*TEXT SEGMENT*
=-=-=-=-=
[Sca-cooks] Curdled milk/Quark/Ricotta???

johnna holloway johnna at sitka.engin.umich.edu
Sun Jul 14 19:56:20 PDT 2002


One does the best one can---

actually you can probably find several
quark recipes on the web and offer those as
modern versions and then say I used the best
period method and ingredients... given what
I could document...

Take a look at:
http://www.germancorner.com/recipes/hints/quark.html

where it says:

"Quark and Cheese Making Introduction
 In the old days Quark used to be made by letting milk sit.  It would
turn thick and sour by itself.  Today it is impossible because the milk
has been pasteurized and will just turn bad.  If you have access to
unprocessed milk, than you can still do it the old fashioned way.  But
be aware, that the milk might be contaminated by other bacteria.  The
safest way is to buy processed milk and inoculate it.  Inoculation is
nothing else but putting the right bacteria to the milk.  You can either
buy the bacteria or start you own culture."

So unless you are starting with unpasteurized milk, you
may have to improvise on what the period method would have been anyway.

Most of my German cookbooks are boxed, so I can't
provide much more than what searching the internet can provide.

Johnna Holloway  Johnnae llyn Lewis



Gorgeous Muiredach wrote:
>
> At 10:28 PM 7/14/2002, you wrote:
> >If you can wait 8 hrs, I have a quark recipe at home I can post to the
> >net.  It's not period and I've never made it but I trust the authors.
>
> Yeah Drakey, I can wait :-)
>
> Though the problem in this case is not so much making the thing, I can make
> the cheese, it's justifying the method/recipe used to make the cheese.
=-=-=-=-=
*SUPPLIED INFORMATION*
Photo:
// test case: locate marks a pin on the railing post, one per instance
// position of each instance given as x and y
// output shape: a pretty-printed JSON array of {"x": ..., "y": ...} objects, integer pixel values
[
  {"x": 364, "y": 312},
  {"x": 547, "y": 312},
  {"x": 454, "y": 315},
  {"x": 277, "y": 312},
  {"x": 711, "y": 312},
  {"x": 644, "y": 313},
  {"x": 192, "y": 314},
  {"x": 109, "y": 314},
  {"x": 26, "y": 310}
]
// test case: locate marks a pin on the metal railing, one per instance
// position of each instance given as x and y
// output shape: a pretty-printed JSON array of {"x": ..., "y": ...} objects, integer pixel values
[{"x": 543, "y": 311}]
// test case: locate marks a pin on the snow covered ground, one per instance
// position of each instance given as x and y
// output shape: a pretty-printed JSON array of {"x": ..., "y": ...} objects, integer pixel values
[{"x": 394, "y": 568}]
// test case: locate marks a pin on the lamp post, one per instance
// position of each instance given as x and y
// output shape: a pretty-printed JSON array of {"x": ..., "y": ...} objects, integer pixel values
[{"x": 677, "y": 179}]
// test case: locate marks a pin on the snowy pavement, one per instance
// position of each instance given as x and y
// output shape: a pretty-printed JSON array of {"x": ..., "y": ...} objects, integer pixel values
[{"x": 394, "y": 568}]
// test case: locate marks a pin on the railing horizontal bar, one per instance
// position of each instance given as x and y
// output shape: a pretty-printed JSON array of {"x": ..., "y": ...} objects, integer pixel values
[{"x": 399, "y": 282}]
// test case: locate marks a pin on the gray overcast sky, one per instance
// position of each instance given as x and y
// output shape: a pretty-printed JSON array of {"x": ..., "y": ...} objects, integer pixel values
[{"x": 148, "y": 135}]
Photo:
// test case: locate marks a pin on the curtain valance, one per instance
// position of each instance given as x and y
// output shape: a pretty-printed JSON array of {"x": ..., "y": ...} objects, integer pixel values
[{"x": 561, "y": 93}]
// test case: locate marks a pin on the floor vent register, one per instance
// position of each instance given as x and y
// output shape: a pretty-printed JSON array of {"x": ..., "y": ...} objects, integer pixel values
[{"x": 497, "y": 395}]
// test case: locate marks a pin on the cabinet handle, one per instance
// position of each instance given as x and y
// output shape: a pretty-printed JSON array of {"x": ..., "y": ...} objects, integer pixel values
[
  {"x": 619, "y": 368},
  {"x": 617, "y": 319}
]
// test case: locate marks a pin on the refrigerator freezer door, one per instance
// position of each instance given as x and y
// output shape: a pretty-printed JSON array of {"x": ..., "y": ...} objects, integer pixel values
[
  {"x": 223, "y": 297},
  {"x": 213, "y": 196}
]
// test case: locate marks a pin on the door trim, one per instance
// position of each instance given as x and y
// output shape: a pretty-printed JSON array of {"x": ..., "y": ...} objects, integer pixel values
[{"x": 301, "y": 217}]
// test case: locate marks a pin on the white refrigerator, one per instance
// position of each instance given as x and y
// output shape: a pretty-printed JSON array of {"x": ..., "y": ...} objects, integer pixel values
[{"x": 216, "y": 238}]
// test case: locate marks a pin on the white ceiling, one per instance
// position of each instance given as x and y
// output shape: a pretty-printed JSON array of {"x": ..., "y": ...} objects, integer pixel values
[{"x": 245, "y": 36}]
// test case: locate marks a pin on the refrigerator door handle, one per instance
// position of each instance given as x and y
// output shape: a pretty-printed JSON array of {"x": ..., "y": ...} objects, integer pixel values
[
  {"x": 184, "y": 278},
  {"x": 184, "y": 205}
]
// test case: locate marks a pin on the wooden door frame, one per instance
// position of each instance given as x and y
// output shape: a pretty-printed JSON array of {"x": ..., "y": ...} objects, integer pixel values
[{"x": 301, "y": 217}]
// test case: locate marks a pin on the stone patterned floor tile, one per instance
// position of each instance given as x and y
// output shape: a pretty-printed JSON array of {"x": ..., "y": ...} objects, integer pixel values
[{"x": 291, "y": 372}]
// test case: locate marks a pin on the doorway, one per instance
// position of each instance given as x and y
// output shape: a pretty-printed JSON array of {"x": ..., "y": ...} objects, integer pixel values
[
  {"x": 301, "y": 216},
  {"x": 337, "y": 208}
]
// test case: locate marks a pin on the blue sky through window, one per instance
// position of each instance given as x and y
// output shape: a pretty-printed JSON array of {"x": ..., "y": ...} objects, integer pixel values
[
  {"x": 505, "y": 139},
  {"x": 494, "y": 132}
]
=-=-=-=-=
Please copy the quark message again, starting with "actually you can" and going on through "I could document...", and substitute "present-day versions" for "modern versions". The data are separate from the message about quark and bear no relation to it.

actually you can probably find several
quark recipes on the web and offer those as
present-day versions and then say I used the best
period method and ingredients... given what
I could document...